(AIM OF THE EXERCISE):
The answer must be an exact copy of all the data below.

(DATA PROVIDED):
- - -

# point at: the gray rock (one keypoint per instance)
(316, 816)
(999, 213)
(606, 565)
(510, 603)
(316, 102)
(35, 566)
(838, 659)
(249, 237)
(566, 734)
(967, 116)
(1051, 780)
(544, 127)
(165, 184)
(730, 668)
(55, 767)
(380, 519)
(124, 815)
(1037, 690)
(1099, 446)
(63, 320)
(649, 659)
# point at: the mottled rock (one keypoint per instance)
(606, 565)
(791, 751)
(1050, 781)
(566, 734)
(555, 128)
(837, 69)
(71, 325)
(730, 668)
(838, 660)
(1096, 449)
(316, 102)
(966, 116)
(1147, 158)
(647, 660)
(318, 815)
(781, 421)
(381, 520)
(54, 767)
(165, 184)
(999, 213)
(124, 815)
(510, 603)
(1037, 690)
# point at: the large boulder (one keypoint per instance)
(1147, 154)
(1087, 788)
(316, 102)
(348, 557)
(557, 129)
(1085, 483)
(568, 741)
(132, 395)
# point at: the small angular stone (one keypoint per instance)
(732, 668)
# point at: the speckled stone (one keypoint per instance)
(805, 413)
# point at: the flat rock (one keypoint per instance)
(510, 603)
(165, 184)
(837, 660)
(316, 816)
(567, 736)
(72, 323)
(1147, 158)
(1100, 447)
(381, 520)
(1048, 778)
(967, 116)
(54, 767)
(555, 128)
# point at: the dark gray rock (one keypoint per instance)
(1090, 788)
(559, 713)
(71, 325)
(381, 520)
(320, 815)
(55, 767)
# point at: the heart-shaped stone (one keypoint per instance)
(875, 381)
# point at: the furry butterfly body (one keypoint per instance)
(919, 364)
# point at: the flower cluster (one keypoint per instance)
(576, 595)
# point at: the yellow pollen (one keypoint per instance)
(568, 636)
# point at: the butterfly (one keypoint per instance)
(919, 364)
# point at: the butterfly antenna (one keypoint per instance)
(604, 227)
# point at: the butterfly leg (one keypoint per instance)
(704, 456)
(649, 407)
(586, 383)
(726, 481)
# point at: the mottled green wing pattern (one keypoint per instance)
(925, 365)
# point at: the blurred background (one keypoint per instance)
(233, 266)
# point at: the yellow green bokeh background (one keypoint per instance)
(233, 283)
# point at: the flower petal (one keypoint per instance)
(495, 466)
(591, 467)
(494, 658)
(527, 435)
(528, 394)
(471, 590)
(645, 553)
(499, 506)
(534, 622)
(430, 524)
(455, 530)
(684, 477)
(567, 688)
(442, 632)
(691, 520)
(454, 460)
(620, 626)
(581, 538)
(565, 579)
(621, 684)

- - -

(EXERCISE SOLUTION):
# point at: the gray rock (one keypoint per instance)
(316, 816)
(999, 213)
(606, 565)
(510, 603)
(316, 102)
(35, 566)
(838, 659)
(249, 237)
(566, 734)
(967, 116)
(1051, 780)
(544, 127)
(165, 184)
(730, 668)
(55, 767)
(380, 519)
(124, 815)
(1037, 690)
(1099, 446)
(63, 320)
(649, 659)
# point at: the mottled rock (one keypoint per instance)
(606, 565)
(791, 751)
(1050, 781)
(566, 734)
(555, 128)
(837, 69)
(71, 325)
(730, 668)
(838, 660)
(1096, 449)
(316, 102)
(966, 116)
(1147, 158)
(647, 660)
(318, 815)
(781, 421)
(381, 520)
(54, 767)
(165, 184)
(999, 213)
(124, 815)
(510, 603)
(1037, 690)
# point at: the large boulder (one keypoint per instance)
(1147, 154)
(1087, 788)
(316, 102)
(348, 557)
(557, 129)
(1085, 483)
(568, 741)
(132, 395)
# point at: the small angular stone (one keypoint per instance)
(732, 668)
# point at: the speckled stone (one keypoint per instance)
(805, 413)
# point at: the flat rock (one keypoint per instance)
(510, 603)
(165, 184)
(837, 660)
(316, 816)
(567, 736)
(72, 323)
(1147, 158)
(1100, 447)
(381, 520)
(1048, 778)
(967, 116)
(54, 767)
(555, 128)
# point at: the dark gray rock (one keypoint per instance)
(1090, 788)
(559, 713)
(71, 325)
(381, 520)
(320, 815)
(55, 767)
# point at: the heart-shaped stone (one keypoint per instance)
(875, 381)
# point at: the furry butterfly body (one keypoint per instance)
(919, 364)
# point at: the flower cluster (one keypoint per instance)
(576, 595)
# point at: the yellow pollen (one keypoint per instance)
(568, 636)
# point at: the butterfly (one keypoint per instance)
(919, 364)
# point at: the butterfly antenna (one keypoint per instance)
(604, 227)
# point at: the butterfly leg (one keypoint per instance)
(704, 456)
(649, 407)
(586, 383)
(726, 481)
# point at: the mottled green wing pattern (one keypoint per instance)
(925, 365)
# point at: the blurred background (one keypoint per instance)
(233, 266)
# point at: the yellow green bokeh background (one keypoint per instance)
(233, 283)
# point at: the flower petal (one keypoint per instance)
(495, 466)
(591, 467)
(494, 658)
(527, 435)
(528, 394)
(471, 590)
(645, 553)
(499, 506)
(534, 622)
(430, 524)
(455, 530)
(684, 477)
(567, 688)
(442, 632)
(691, 520)
(454, 460)
(620, 626)
(581, 538)
(565, 579)
(621, 684)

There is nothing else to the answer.